• **Given records**

+ + +

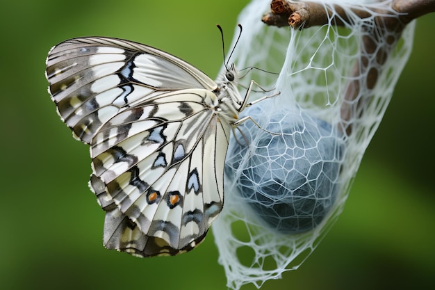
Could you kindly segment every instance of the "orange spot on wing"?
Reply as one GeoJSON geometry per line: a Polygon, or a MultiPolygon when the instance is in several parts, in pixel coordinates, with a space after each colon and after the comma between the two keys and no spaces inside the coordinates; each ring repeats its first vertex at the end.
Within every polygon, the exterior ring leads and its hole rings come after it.
{"type": "Polygon", "coordinates": [[[150,202],[154,201],[157,199],[157,193],[152,193],[148,196],[148,199],[150,202]]]}
{"type": "Polygon", "coordinates": [[[169,198],[169,200],[171,202],[171,204],[172,205],[175,204],[179,201],[179,199],[180,198],[177,195],[171,195],[169,198]]]}

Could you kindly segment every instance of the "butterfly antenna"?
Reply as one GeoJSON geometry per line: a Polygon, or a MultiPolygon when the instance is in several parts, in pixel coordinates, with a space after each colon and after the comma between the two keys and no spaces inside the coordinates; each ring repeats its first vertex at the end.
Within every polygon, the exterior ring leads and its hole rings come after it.
{"type": "Polygon", "coordinates": [[[225,43],[224,42],[224,31],[222,28],[219,24],[216,24],[216,26],[220,31],[220,35],[222,38],[222,54],[224,55],[224,65],[225,65],[225,69],[228,70],[227,63],[225,63],[225,43]]]}
{"type": "Polygon", "coordinates": [[[240,24],[239,23],[238,24],[237,24],[237,26],[240,29],[240,32],[238,33],[238,37],[237,38],[237,40],[236,40],[236,44],[233,47],[233,50],[231,50],[231,54],[229,54],[229,56],[228,57],[228,59],[227,60],[227,64],[225,64],[225,67],[228,67],[228,63],[229,62],[229,60],[231,59],[231,56],[233,55],[233,52],[234,52],[234,49],[236,49],[236,47],[237,46],[237,44],[238,43],[238,41],[240,39],[240,36],[242,36],[242,30],[243,30],[242,29],[242,24],[240,24]]]}
{"type": "Polygon", "coordinates": [[[233,47],[233,50],[231,50],[231,52],[229,54],[229,56],[228,57],[228,59],[227,60],[227,62],[225,63],[225,44],[224,43],[224,31],[222,30],[222,28],[220,26],[220,25],[216,24],[216,26],[218,26],[218,28],[220,31],[220,35],[222,38],[222,51],[224,54],[224,65],[225,65],[225,68],[227,69],[227,70],[228,70],[228,63],[229,63],[229,60],[231,58],[231,56],[233,55],[233,52],[234,52],[234,49],[236,49],[237,44],[238,43],[238,40],[240,39],[240,35],[242,35],[242,25],[240,24],[238,24],[237,25],[240,29],[240,33],[238,33],[238,37],[237,38],[236,44],[234,45],[234,47],[233,47]]]}

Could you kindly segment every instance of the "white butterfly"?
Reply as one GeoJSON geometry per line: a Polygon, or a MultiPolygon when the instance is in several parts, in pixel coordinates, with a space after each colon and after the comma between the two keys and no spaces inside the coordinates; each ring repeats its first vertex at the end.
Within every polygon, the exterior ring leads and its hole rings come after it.
{"type": "Polygon", "coordinates": [[[104,245],[150,257],[198,245],[222,209],[230,131],[250,104],[233,64],[215,82],[147,45],[81,38],[51,49],[46,76],[59,115],[90,145],[104,245]]]}

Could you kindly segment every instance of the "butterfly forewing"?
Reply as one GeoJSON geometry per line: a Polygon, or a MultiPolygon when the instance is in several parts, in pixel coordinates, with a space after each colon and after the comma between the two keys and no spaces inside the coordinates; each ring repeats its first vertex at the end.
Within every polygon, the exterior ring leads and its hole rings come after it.
{"type": "Polygon", "coordinates": [[[237,117],[219,113],[230,102],[229,83],[218,86],[175,56],[113,38],[67,40],[50,51],[47,65],[60,116],[90,145],[90,185],[106,211],[104,245],[148,257],[200,243],[223,206],[237,117]]]}

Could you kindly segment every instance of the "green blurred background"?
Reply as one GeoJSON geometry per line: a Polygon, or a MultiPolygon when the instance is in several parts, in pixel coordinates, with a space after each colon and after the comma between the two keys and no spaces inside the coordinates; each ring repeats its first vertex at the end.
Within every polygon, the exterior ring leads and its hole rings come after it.
{"type": "MultiPolygon", "coordinates": [[[[44,60],[65,39],[106,35],[166,50],[214,76],[222,64],[215,24],[229,43],[247,3],[2,1],[0,289],[227,289],[211,232],[175,257],[104,249],[104,212],[87,186],[88,148],[56,113],[44,60]]],[[[434,15],[418,21],[412,55],[338,221],[299,270],[263,289],[433,286],[434,26],[434,15]]]]}

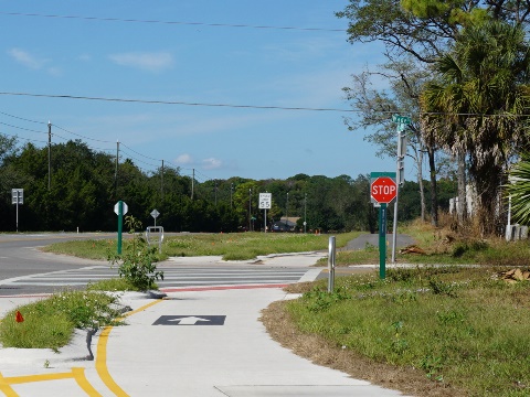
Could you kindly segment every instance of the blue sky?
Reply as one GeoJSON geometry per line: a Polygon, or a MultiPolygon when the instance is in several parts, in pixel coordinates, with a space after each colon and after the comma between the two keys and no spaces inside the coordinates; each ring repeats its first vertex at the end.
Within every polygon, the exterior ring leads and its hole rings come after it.
{"type": "Polygon", "coordinates": [[[0,0],[0,92],[197,104],[0,95],[0,132],[44,146],[50,120],[53,142],[115,153],[119,140],[121,160],[145,171],[163,160],[200,181],[394,171],[348,131],[347,112],[280,109],[348,109],[350,75],[382,62],[378,45],[333,31],[347,29],[333,14],[347,3],[0,0]]]}

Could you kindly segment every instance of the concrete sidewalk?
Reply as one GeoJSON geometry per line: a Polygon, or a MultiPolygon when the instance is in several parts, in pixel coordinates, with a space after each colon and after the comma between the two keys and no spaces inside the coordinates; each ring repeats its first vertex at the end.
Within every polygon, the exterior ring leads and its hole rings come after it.
{"type": "Polygon", "coordinates": [[[138,311],[127,316],[128,325],[98,332],[94,362],[84,360],[83,333],[61,354],[2,348],[0,391],[43,397],[401,396],[317,366],[274,342],[259,312],[286,298],[277,288],[181,291],[165,300],[125,293],[121,301],[138,311]]]}
{"type": "MultiPolygon", "coordinates": [[[[307,267],[320,256],[269,256],[259,262],[307,267]]],[[[320,270],[308,268],[305,279],[315,279],[320,270]]],[[[0,298],[0,316],[42,298],[0,298]]],[[[0,348],[0,395],[402,396],[315,365],[273,341],[259,321],[261,311],[289,298],[271,286],[180,289],[163,300],[123,293],[121,303],[132,308],[127,325],[100,330],[93,337],[95,361],[86,360],[86,333],[81,331],[59,354],[0,348]]]]}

+ + +

• **Task goal**
Transcribe every entry word for word, but omit the pictures.

• **Response to the task**
Could you kindly segment every instance of the "orange spot on wing"?
Reply as one GeoJSON geometry per line: a Polygon, or a MultiPolygon when the instance is in several parts, in pixel coordinates, with a space after each colon and after the comma between the two keys and no spaces inside the coordinates; each ring repeats its first vertex at the end.
Within every polygon, the exterior ring leads and its hole rings come after it.
{"type": "Polygon", "coordinates": [[[150,202],[154,201],[157,199],[157,193],[152,193],[148,196],[148,199],[150,202]]]}
{"type": "Polygon", "coordinates": [[[169,198],[169,200],[171,202],[171,204],[172,205],[175,204],[179,201],[179,199],[180,198],[177,195],[171,195],[169,198]]]}

Could you kindly segment every instance of the "butterfly antenna"?
Reply as one GeoJSON geometry per line: a Polygon, or a MultiPolygon when the instance is in several parts, in pixel coordinates, with a space after each colon and after the comma between the two keys and no spaces inside the coordinates; each ring repeats its first vertex at the end.
Within every polygon, the exterior ring leads and its hole rings come after it.
{"type": "Polygon", "coordinates": [[[225,43],[224,42],[224,31],[222,28],[219,24],[216,24],[216,26],[220,31],[220,35],[222,38],[222,54],[224,55],[224,65],[225,65],[225,69],[228,70],[227,63],[225,63],[225,43]]]}
{"type": "Polygon", "coordinates": [[[240,24],[239,23],[238,24],[237,24],[237,26],[240,29],[240,32],[238,33],[238,37],[237,38],[237,40],[236,40],[236,44],[233,47],[233,50],[231,50],[231,54],[229,54],[229,56],[228,57],[228,59],[227,60],[227,64],[225,64],[225,67],[228,67],[228,63],[229,62],[229,60],[231,59],[231,56],[233,55],[233,52],[234,52],[234,49],[236,49],[236,47],[237,46],[237,44],[238,43],[238,41],[240,39],[240,36],[242,36],[242,30],[243,30],[242,29],[242,24],[240,24]]]}
{"type": "Polygon", "coordinates": [[[233,47],[233,50],[231,50],[231,52],[229,54],[229,56],[228,57],[228,59],[227,60],[227,62],[225,63],[225,44],[224,43],[224,31],[222,30],[222,28],[220,26],[220,25],[216,24],[216,26],[218,26],[218,28],[220,31],[220,35],[222,38],[222,51],[224,54],[224,65],[225,65],[225,68],[227,69],[227,70],[228,70],[228,63],[229,63],[229,60],[231,58],[231,56],[233,55],[233,52],[234,52],[234,49],[236,49],[237,44],[238,43],[238,40],[240,39],[240,35],[242,35],[242,25],[240,24],[238,24],[237,25],[240,29],[240,33],[238,33],[238,37],[237,38],[236,44],[234,45],[234,47],[233,47]]]}

Could you kindly segment every instance of the "white butterfly"?
Reply as one GeoJSON geometry per line: a Polygon, or a MultiPolygon when the instance is in several parts, in pixel coordinates, with a space after each colon and after the comma between the two keys and no spaces inside the coordinates; each ring repeats its first vertex at the end.
Within every polygon, the exterior ring leads and its hole rings come after it.
{"type": "Polygon", "coordinates": [[[104,245],[150,257],[198,245],[222,209],[230,131],[250,104],[233,64],[215,82],[147,45],[81,38],[51,49],[46,76],[59,115],[90,145],[104,245]]]}

Could you kindly segment every instance of the "butterfly forewing"?
Reply as one GeoJSON geometry per line: a Polygon, or a MultiPolygon when the instance is in several parts, in pixel coordinates, with a space after each colon and after the comma between the two keys and no spaces inside the coordinates; each ring repeats its first vertex at the end.
Within every polygon, the exterior ring leads and its hole rings come after it.
{"type": "Polygon", "coordinates": [[[237,117],[219,113],[230,102],[229,83],[218,86],[175,56],[113,38],[67,40],[50,51],[47,65],[60,116],[90,145],[90,185],[106,211],[104,245],[148,257],[200,243],[223,206],[237,117]]]}

Could you kindly segment every instance of the "green blurred background"?
Reply as one GeoJSON geometry per line: a Polygon, or a MultiPolygon when the instance is in several parts, in pixel coordinates, with a space after each colon and after the comma between the two keys and no spaces inside the coordinates; each ring repeats its first vertex at the end.
Within every polygon, the exterior ring leads and its hole rings come after it.
{"type": "MultiPolygon", "coordinates": [[[[44,60],[65,39],[106,35],[166,50],[214,76],[222,64],[215,24],[229,43],[247,3],[2,1],[0,289],[227,289],[211,232],[175,257],[104,249],[104,212],[87,186],[88,148],[56,113],[44,60]]],[[[434,15],[418,21],[412,55],[338,221],[299,270],[263,289],[433,286],[434,26],[434,15]]]]}

Could you kindly segment every instance of the blue sky?
Reply as one GeoJSON geometry per line: a Polygon, or a MultiPolygon when the instance is in several parts, in pixel coordinates, with a space after each colon and after the comma between the two keys and no spaces inside the coordinates; each ring repeats its first vertex at the end.
Within every polygon, the exterior ring leads and its hole rings come after it.
{"type": "Polygon", "coordinates": [[[0,0],[0,92],[197,104],[0,95],[0,132],[44,146],[50,120],[53,142],[115,153],[119,140],[121,160],[145,171],[163,160],[200,181],[394,171],[348,131],[347,112],[280,109],[348,109],[350,75],[382,62],[378,45],[333,31],[347,29],[333,14],[347,3],[0,0]]]}

Could you kindly segment every instance of the concrete sidewalk?
Reply as one GeoJSON geometry per line: a Polygon, or a MultiPolygon when the instance is in several parts, in pixel coordinates, with a space after each colon and after the comma between the two keys and no spaces inside the coordinates; each ring repeats its first vertex at the end.
Within every polygon, the exterior ring leads and its hole rings come after it.
{"type": "Polygon", "coordinates": [[[138,311],[127,316],[128,325],[98,332],[94,362],[84,360],[83,333],[61,354],[2,348],[0,391],[43,397],[401,396],[317,366],[274,342],[259,312],[286,298],[277,288],[181,291],[165,300],[125,293],[121,301],[138,311]]]}
{"type": "MultiPolygon", "coordinates": [[[[307,267],[320,256],[269,256],[259,262],[307,267]]],[[[320,270],[308,268],[305,279],[315,279],[320,270]]],[[[0,298],[0,316],[42,298],[0,298]]],[[[0,348],[0,395],[402,396],[315,365],[273,341],[259,321],[261,311],[289,298],[271,286],[180,289],[163,300],[123,293],[121,303],[132,308],[127,325],[100,330],[93,337],[95,361],[86,360],[86,333],[81,331],[59,354],[0,348]]]]}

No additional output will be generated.